- _Задание 1_:
Перечислите всех персонажей, названных по имени или фамилии в отрывке о «Колымских рассказах». Названия рассказов не учитывайте.

- _Цитируемый отрывок_:
Этот вывод в тексте не был только отвлеченным размышлением автора/нарратора: его функция выражалась и в том, что он без какой-либо дидактики прояснял главный побу­дительный мотив поступков узников лагеря - во что бы то ни стало выжить.

Закономерно совмещаются две неудачные попытки избежать смерти через членов­редительство. Первый подтверждает силу инстинкта:

«Я думал спасти свою жизнь, сломав себе ногу. Воистину это было прекрасное на­мерение, явление вполне эстетического рода. Камень должен был рухнуть и раздро­бить мне ногу. <...> Я поставил правую ногу под висящий камень... повернул, как рычаг, заложенное за камень кайло. И камень пополз по стене в назначенное и вычисленное ме­сто. Но сам не знаю, как это случилось, - я выдернул ногу. <...> И я понял, что не гожусь ни в членовредители, ни в самоубийцы» [14, с. 25 ].

Второй случай попытки членовредительства, происшедший с Розовским, который су­нул ногу под колесо вагонетки, но она «просто перескочила через него», свидетельствовал о том, что при неудаче узник только усугублял свою судьбу: его отдавали под суд «за поку­шение на самоубийство» [14, с. 25 ].

Рассказ «Сухой паек» продолжает эту тему с усилением психологического аспекта. Все дело в том, что, попав на ключ «Дусканья», узники радовались «лесной командировке», тому, что получили на кратчайший срок - мнимый глоток свободы вместе с голодным пай­ком и с тяжелой для изнуренных людей работой, с непосильными нормами. И когда при­шел сотский, худшие опасения... сбылись: возвращали назад, в каменные забои. Узники оказались перед роковым выбором: каторжная несвобода или смерть. Иван Иванович вы­брал ее - повесился, а Савельев - выбрал жизнь и отрубил себе топором четыре пальца, что не спасло его: он был отправлен «в следственный отдел - для начала дела о членовре­дительстве» [14, с. 45]. Дальше так называемый суд, который, вероятно, приговорит его к высшей мере наказания.

Но инстинкт Жизни был силен - и человек пытался выжить. Ведь и Пугачев совершил неудачный побег ради нее и свободы. Однако, когда его окружили, - принял бой и погиб свободным.

Сказанная в одном ряду с другими фраза: «Мы все понимали, выжить можно только случайно» [14, с. 39] - становится одним из ключевых мотивов «Колымских рассказов». И такой же случай, спасая от смерти, помогал человеку остаться человеком. В этом отноше­нии показателен рассказ «Житие инженера Кипреева», где, кстати, тоже звучит философ­ский мотив: «жизнь и смерть - волевая игра», но с раскрытием иллюзорности этой мысли: в лагере человек слабеет так, что ни о какой воле говорить не приходится. Для силы воли тоже необходим определенный запас силы физической.

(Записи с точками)
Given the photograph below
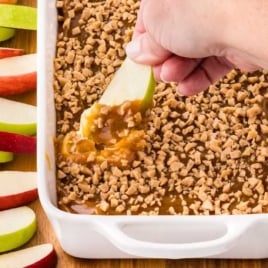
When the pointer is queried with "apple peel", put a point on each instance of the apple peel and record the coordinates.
(6, 33)
(18, 74)
(24, 122)
(6, 157)
(18, 17)
(41, 256)
(6, 52)
(132, 82)
(17, 143)
(17, 188)
(17, 226)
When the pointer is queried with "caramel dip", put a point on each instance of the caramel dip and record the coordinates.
(200, 155)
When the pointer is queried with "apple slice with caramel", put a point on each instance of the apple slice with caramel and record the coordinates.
(113, 129)
(132, 82)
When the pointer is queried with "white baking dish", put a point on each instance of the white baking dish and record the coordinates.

- _Задание 2_:
Сколько строк записей содержат слово «pointer» с учетом регистра? Укажите только число.

- _Полный ответ 1_:
Розовский, Иван Иванович, Савельев, Пугачев

- _Полный ответ 2_:
4